(Referring expression grounding data)
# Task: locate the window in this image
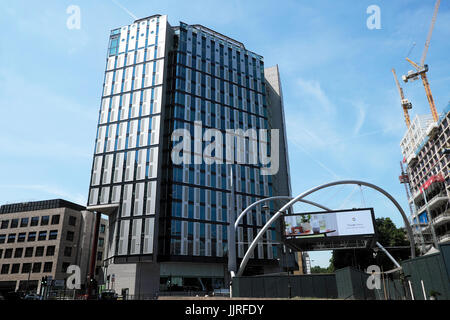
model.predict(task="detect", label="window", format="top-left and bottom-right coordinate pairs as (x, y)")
top-left (66, 231), bottom-right (74, 241)
top-left (32, 262), bottom-right (42, 273)
top-left (20, 218), bottom-right (29, 227)
top-left (49, 230), bottom-right (58, 240)
top-left (38, 231), bottom-right (47, 241)
top-left (51, 215), bottom-right (60, 225)
top-left (28, 232), bottom-right (36, 241)
top-left (46, 246), bottom-right (55, 256)
top-left (18, 232), bottom-right (26, 242)
top-left (64, 246), bottom-right (72, 257)
top-left (25, 247), bottom-right (34, 257)
top-left (22, 263), bottom-right (32, 274)
top-left (43, 262), bottom-right (53, 273)
top-left (97, 251), bottom-right (103, 261)
top-left (1, 220), bottom-right (8, 229)
top-left (68, 216), bottom-right (77, 226)
top-left (10, 219), bottom-right (19, 228)
top-left (0, 249), bottom-right (2, 259)
top-left (11, 264), bottom-right (20, 274)
top-left (7, 233), bottom-right (16, 243)
top-left (30, 217), bottom-right (39, 226)
top-left (1, 264), bottom-right (10, 274)
top-left (0, 234), bottom-right (5, 244)
top-left (4, 248), bottom-right (13, 259)
top-left (41, 216), bottom-right (49, 226)
top-left (100, 224), bottom-right (106, 233)
top-left (98, 237), bottom-right (104, 248)
top-left (61, 262), bottom-right (70, 273)
top-left (14, 248), bottom-right (23, 258)
top-left (35, 246), bottom-right (44, 257)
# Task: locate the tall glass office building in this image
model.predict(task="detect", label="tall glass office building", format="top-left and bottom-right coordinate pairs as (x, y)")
top-left (87, 14), bottom-right (291, 297)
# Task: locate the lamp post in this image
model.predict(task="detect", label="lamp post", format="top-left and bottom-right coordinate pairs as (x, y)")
top-left (227, 164), bottom-right (237, 281)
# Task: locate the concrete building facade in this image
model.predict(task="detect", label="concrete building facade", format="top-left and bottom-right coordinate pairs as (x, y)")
top-left (0, 199), bottom-right (107, 294)
top-left (87, 14), bottom-right (291, 297)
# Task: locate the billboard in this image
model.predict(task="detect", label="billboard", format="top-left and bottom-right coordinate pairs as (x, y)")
top-left (283, 208), bottom-right (377, 251)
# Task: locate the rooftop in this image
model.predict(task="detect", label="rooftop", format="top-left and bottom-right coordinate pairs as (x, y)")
top-left (0, 199), bottom-right (86, 215)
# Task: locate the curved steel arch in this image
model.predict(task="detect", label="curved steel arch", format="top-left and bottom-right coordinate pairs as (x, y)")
top-left (236, 180), bottom-right (416, 277)
top-left (234, 196), bottom-right (331, 229)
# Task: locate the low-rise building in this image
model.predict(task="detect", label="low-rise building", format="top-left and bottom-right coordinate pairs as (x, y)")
top-left (0, 199), bottom-right (107, 294)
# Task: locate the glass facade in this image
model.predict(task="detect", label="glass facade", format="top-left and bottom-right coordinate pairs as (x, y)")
top-left (160, 22), bottom-right (277, 261)
top-left (88, 16), bottom-right (285, 268)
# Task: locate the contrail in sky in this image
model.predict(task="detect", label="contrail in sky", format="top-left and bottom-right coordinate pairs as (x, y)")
top-left (111, 0), bottom-right (138, 20)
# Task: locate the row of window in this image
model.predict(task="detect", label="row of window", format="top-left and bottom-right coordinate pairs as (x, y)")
top-left (178, 27), bottom-right (263, 72)
top-left (1, 214), bottom-right (59, 229)
top-left (171, 168), bottom-right (272, 194)
top-left (0, 245), bottom-right (72, 259)
top-left (0, 215), bottom-right (77, 230)
top-left (170, 103), bottom-right (267, 126)
top-left (168, 237), bottom-right (277, 259)
top-left (174, 64), bottom-right (265, 96)
top-left (0, 230), bottom-right (76, 244)
top-left (1, 262), bottom-right (53, 275)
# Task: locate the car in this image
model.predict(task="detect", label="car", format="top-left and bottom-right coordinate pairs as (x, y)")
top-left (24, 293), bottom-right (42, 300)
top-left (213, 288), bottom-right (230, 296)
top-left (99, 290), bottom-right (118, 300)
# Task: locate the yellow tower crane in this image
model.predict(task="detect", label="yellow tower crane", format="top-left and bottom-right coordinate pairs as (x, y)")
top-left (402, 0), bottom-right (440, 122)
top-left (392, 68), bottom-right (412, 128)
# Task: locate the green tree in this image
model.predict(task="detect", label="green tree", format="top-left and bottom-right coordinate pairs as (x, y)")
top-left (310, 266), bottom-right (332, 274)
top-left (330, 217), bottom-right (411, 271)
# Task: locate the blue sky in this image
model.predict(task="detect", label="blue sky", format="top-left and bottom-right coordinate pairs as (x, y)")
top-left (0, 1), bottom-right (449, 267)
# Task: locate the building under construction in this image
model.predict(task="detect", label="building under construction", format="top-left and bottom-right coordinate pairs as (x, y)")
top-left (396, 0), bottom-right (449, 253)
top-left (400, 105), bottom-right (450, 253)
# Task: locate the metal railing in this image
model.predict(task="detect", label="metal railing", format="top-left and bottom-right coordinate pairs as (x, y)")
top-left (438, 233), bottom-right (450, 243)
top-left (432, 211), bottom-right (450, 226)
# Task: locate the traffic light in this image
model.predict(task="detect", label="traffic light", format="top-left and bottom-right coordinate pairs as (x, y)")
top-left (41, 276), bottom-right (48, 286)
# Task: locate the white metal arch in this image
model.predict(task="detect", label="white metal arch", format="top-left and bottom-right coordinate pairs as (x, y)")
top-left (235, 180), bottom-right (416, 277)
top-left (229, 196), bottom-right (331, 276)
top-left (234, 196), bottom-right (331, 229)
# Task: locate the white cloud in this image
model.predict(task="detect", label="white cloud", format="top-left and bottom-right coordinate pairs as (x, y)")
top-left (297, 78), bottom-right (335, 114)
top-left (0, 184), bottom-right (87, 206)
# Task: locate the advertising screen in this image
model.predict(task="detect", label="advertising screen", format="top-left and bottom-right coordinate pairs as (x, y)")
top-left (283, 208), bottom-right (377, 251)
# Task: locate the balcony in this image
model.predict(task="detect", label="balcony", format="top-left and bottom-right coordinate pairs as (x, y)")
top-left (416, 192), bottom-right (448, 215)
top-left (438, 233), bottom-right (450, 244)
top-left (431, 211), bottom-right (450, 228)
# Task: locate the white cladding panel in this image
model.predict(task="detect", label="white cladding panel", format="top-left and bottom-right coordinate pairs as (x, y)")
top-left (143, 217), bottom-right (154, 254)
top-left (130, 218), bottom-right (142, 254)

TASK DESCRIPTION
Apart from the images, the entries above must be returned without alteration.

RESPONSE TO THE EXERCISE
# Task: locate the window in this image
model.predict(task="detect", label="window", format="top-left and bottom-right coordinate pairs as (x, y)")
top-left (66, 231), bottom-right (74, 241)
top-left (32, 262), bottom-right (42, 273)
top-left (20, 218), bottom-right (29, 227)
top-left (49, 230), bottom-right (58, 240)
top-left (38, 231), bottom-right (47, 241)
top-left (51, 215), bottom-right (60, 225)
top-left (28, 232), bottom-right (36, 241)
top-left (46, 246), bottom-right (55, 256)
top-left (18, 232), bottom-right (26, 242)
top-left (64, 246), bottom-right (72, 257)
top-left (25, 247), bottom-right (34, 257)
top-left (22, 263), bottom-right (32, 274)
top-left (43, 262), bottom-right (53, 273)
top-left (97, 251), bottom-right (103, 261)
top-left (1, 220), bottom-right (8, 229)
top-left (68, 216), bottom-right (77, 226)
top-left (10, 219), bottom-right (19, 228)
top-left (0, 249), bottom-right (2, 259)
top-left (11, 264), bottom-right (20, 274)
top-left (7, 233), bottom-right (16, 243)
top-left (30, 217), bottom-right (39, 226)
top-left (1, 264), bottom-right (10, 274)
top-left (0, 234), bottom-right (5, 244)
top-left (4, 248), bottom-right (13, 259)
top-left (41, 216), bottom-right (49, 226)
top-left (100, 224), bottom-right (106, 233)
top-left (98, 237), bottom-right (104, 248)
top-left (61, 262), bottom-right (70, 273)
top-left (14, 248), bottom-right (23, 258)
top-left (35, 246), bottom-right (44, 257)
# Task: locate the tall glass office building in this image
model.predict(task="detect", label="tall glass office building", format="top-left and bottom-right coordinate pairs as (x, y)")
top-left (87, 14), bottom-right (291, 297)
# Task: locate the lamp post in this image
model.predict(task="detect", label="lamp post", format="top-left and bottom-right coordinate pairs as (x, y)")
top-left (227, 164), bottom-right (237, 281)
# Task: locate the concrete building facade in this image
model.predict(task="detect", label="concrete building facade", format="top-left and bottom-right coordinate pairs as (x, y)")
top-left (0, 199), bottom-right (107, 294)
top-left (87, 14), bottom-right (291, 297)
# Task: locate the billboard in this image
model.predict(task="detect", label="billboard", format="top-left and bottom-right coordinate pairs as (x, y)")
top-left (283, 208), bottom-right (377, 251)
# Task: locate the rooftop in this image
model.predict(task="detect", label="rooftop", format="top-left and bottom-right coordinate pairs as (x, y)")
top-left (0, 199), bottom-right (86, 215)
# Task: locate the curved steel arch in this image
model.predict(task="detect", label="curved steel arch", format="top-left and bottom-right coordinate pairs as (x, y)")
top-left (236, 180), bottom-right (416, 277)
top-left (234, 196), bottom-right (331, 229)
# Task: locate the low-rise building in this image
model.predict(task="detect", label="low-rise building", format="top-left and bottom-right coordinate pairs as (x, y)")
top-left (0, 199), bottom-right (107, 294)
# Task: locate the glass facade in this image
model.predict(task="detect", label="glass facade", format="top-left and bottom-right coordinate pairs as (x, y)")
top-left (160, 22), bottom-right (277, 261)
top-left (88, 16), bottom-right (285, 268)
# Task: locate the contrail in sky in this image
model.predict(task="detect", label="contrail in sky", format="top-left and bottom-right coordinate pairs as (x, y)")
top-left (111, 0), bottom-right (138, 20)
# Task: locate the row of window in this image
model.predict(task="detect", label="row of window", format="top-left and bottom-right coordinate pairs as (x, y)")
top-left (178, 27), bottom-right (263, 72)
top-left (1, 214), bottom-right (59, 229)
top-left (171, 168), bottom-right (272, 194)
top-left (0, 245), bottom-right (72, 259)
top-left (0, 215), bottom-right (77, 230)
top-left (170, 103), bottom-right (267, 126)
top-left (168, 237), bottom-right (277, 259)
top-left (174, 64), bottom-right (265, 96)
top-left (0, 230), bottom-right (76, 244)
top-left (1, 262), bottom-right (53, 275)
# Task: locate the car in this image
model.predict(task="detect", label="car", format="top-left and bottom-right coordinate pairs as (x, y)")
top-left (24, 293), bottom-right (42, 300)
top-left (213, 288), bottom-right (230, 296)
top-left (99, 290), bottom-right (118, 300)
# Task: locate the yellow tower crane in this image
model.predict(task="detect", label="yellow tower crane", format="top-left and bottom-right coordinate pairs as (x, y)")
top-left (402, 0), bottom-right (440, 122)
top-left (392, 68), bottom-right (412, 128)
# Task: locate the green tree in this image
model.predict(task="detect", label="green tree", format="top-left and bottom-right coordinate pairs as (x, y)")
top-left (310, 266), bottom-right (332, 274)
top-left (330, 217), bottom-right (411, 271)
# Task: locate the blue sky in this image
model.predict(task="detect", label="blue sky", format="top-left and bottom-right coordinate pairs as (x, y)")
top-left (0, 1), bottom-right (449, 267)
# Task: locate the building under construction in this image
model.predict(task="detect", label="building under construction", format="top-left and bottom-right coordinate pairs as (x, y)")
top-left (396, 0), bottom-right (449, 253)
top-left (400, 105), bottom-right (450, 253)
# Task: locate the metal railing in this image
model.predict(task="detect", label="metal railing", format="top-left and bottom-right coordinate pairs as (x, y)")
top-left (438, 233), bottom-right (450, 243)
top-left (432, 211), bottom-right (450, 226)
# Task: locate the traffic light in this image
model.predict(task="detect", label="traffic light", format="top-left and bottom-right coordinate pairs as (x, y)")
top-left (41, 276), bottom-right (48, 286)
# Task: locate the white metal arch in this image
model.predict(task="detect", label="white metal arch", format="top-left and bottom-right coordinate pairs as (x, y)")
top-left (235, 180), bottom-right (416, 277)
top-left (229, 196), bottom-right (331, 276)
top-left (234, 196), bottom-right (331, 229)
# Task: locate the white cloud in this image
model.predict(task="detect", label="white cloud", format="top-left and bottom-right coordinate pairs as (x, y)")
top-left (297, 78), bottom-right (335, 114)
top-left (0, 184), bottom-right (87, 206)
# Task: locate the advertising screen in this image
model.predict(task="detect", label="advertising screen", format="top-left and bottom-right coordinate pairs as (x, y)")
top-left (283, 208), bottom-right (377, 251)
# Task: locate the balcony in this image
model.predict(task="detect", label="balcony", format="top-left and bottom-right coordinate pairs as (x, y)")
top-left (416, 192), bottom-right (448, 215)
top-left (438, 233), bottom-right (450, 244)
top-left (431, 211), bottom-right (450, 228)
# Task: locate the white cladding panel in this image
model.predict(task="detect", label="white cladding panel", format="top-left and bottom-right coordinate pairs as (x, y)")
top-left (143, 217), bottom-right (154, 254)
top-left (130, 218), bottom-right (142, 254)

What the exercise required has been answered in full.